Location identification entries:
-*-*-

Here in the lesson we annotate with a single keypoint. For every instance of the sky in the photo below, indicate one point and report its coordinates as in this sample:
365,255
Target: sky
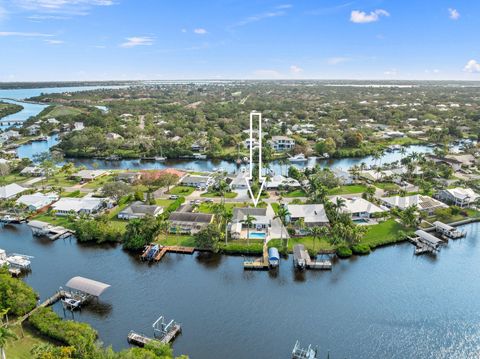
67,40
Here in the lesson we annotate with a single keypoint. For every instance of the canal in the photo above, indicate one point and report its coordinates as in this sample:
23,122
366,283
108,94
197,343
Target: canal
389,304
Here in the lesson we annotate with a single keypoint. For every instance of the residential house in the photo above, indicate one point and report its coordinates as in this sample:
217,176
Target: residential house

-*-*-

## GIVEN REQUEST
Exact repetition is required for the lines from the one that contains "of the canal" through the final line; leave out everything else.

## RESULT FOR THIS EXERCISE
Here in the lesson we annotate with a single keypoint. For every instance of the canal in the photo above, indicate one point and report its coordinates as in this sample:
23,122
366,283
108,94
197,343
Target: canal
389,304
Here in the lesson we annotate with a single keypoint. For every instance of the residential house in the photo above, indicate one point and report its coordinates as in this sample:
217,176
Target: residential house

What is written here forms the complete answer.